● WORK TO DO: Working from the line that contains "Could you please drop a point on the woman's arm" down to the last line below, repeat each line exactly.
(begin)
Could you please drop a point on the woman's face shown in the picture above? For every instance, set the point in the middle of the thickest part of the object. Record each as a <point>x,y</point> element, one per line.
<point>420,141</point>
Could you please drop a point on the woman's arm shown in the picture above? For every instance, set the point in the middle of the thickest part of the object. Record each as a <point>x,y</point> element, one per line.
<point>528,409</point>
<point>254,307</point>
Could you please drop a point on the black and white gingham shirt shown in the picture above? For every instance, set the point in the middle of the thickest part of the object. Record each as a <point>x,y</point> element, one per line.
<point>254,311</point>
(end)
● RESPONSE BELOW:
Could you please drop a point on the woman's arm shown in the picture above? For every instance, set the point in the middle of the thickest part of the object. Record each as a <point>x,y</point> element, one per line.
<point>528,409</point>
<point>254,307</point>
Could you please drop a point on the black and white gingham shirt shown in the picture above? For every instance, set the point in the middle of the thickest part of the object. Record each as a <point>x,y</point> element, one per line.
<point>254,311</point>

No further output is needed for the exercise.